Kopieer het volledige artikel over de afname van thuisbevallingen die in het ziekenhuis eindigen, woord voor woord en zonder iets te wijzigen.
------ Getoonde tekst ------
Aantal thuisbevallingen die eindigen in ziekenhuis fors afgenomen
Het aantal zwangere vrouwen dat tijdens de thuisbevalling in verband met complicaties alsnog in het ziekenhuis belandt, is fors afgenomen. Dat blijkt uit onderzoek van het CBS op verzoek van Trouw, waarvoor data werd gebruikt afkomstig uit de jaarlijkse Gezondheidsenquête, die wordt ingevuld door circa tienduizend vrouwen.
In de jaren 2014 en 2015 moest 6,4% van de zwangere vrouwen ongepland op het laatste moment naar het ziekenhuis in verband met complicaties die waren opgetreden bij de thuisbevalling. Dit percentage was in de jaren 2010 en 2011 nog ongeveer het dubbele met 13%.
Van 2010 tot 2015 ging het aantal bezoeken naar het ziekenhuis van 16.000 naar 7800 van de gemiddeld 175.000 bevallingen per jaar. De cijfers van het CBS zijn interessant omdat gynaecologen en verloskundigen bij het opstellen van een nieuwe richtlijn over geboortezorg scherp van mening verschillen. Gynaecologen willen alle zwangere vrouwen zien om risico’s te kunnen inschatten, verloskundigen zien die noodzaak niet. De daling van het aantal halsoverkop ziekenhuisbezoeken valt samen met het al langer teruglopende aantal thuisbevallingen in Nederland (30% tussen 2010 en 2015).
------ Gegevens uit dataset ------
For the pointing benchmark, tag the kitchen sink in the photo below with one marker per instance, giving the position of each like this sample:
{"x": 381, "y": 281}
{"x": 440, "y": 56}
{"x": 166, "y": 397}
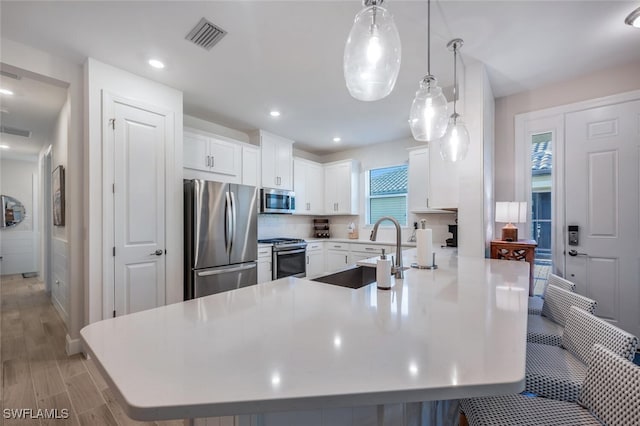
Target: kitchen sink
{"x": 352, "y": 277}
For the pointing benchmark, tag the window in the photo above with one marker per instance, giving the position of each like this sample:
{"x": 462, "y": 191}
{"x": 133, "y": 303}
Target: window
{"x": 387, "y": 193}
------
__Jouw antwoord__.
Aantal thuisbevallingen die eindigen in ziekenhuis fors afgenomen
Het aantal zwangere vrouwen dat tijdens de thuisbevalling in verband met complicaties alsnog in het ziekenhuis belandt, is fors afgenomen. Dat blijkt uit onderzoek van het CBS op verzoek van Trouw, waarvoor data werd gebruikt afkomstig uit de jaarlijkse Gezondheidsenquête, die wordt ingevuld door circa tienduizend vrouwen.
In de jaren 2014 en 2015 moest 6,4% van de zwangere vrouwen ongepland op het laatste moment naar het ziekenhuis in verband met complicaties die waren opgetreden bij de thuisbevalling. Dit percentage was in de jaren 2010 en 2011 nog ongeveer het dubbele met 13%.
Van 2010 tot 2015 ging het aantal bezoeken naar het ziekenhuis van 16.000 naar 7800 van de gemiddeld 175.000 bevallingen per jaar. De cijfers van het CBS zijn interessant omdat gynaecologen en verloskundigen bij het opstellen van een nieuwe richtlijn over geboortezorg scherp van mening verschillen. Gynaecologen willen alle zwangere vrouwen zien om risico’s te kunnen inschatten, verloskundigen zien die noodzaak niet. De daling van het aantal halsoverkop ziekenhuisbezoeken valt samen met het al langer teruglopende aantal thuisbevallingen in Nederland (30% tussen 2010 en 2015).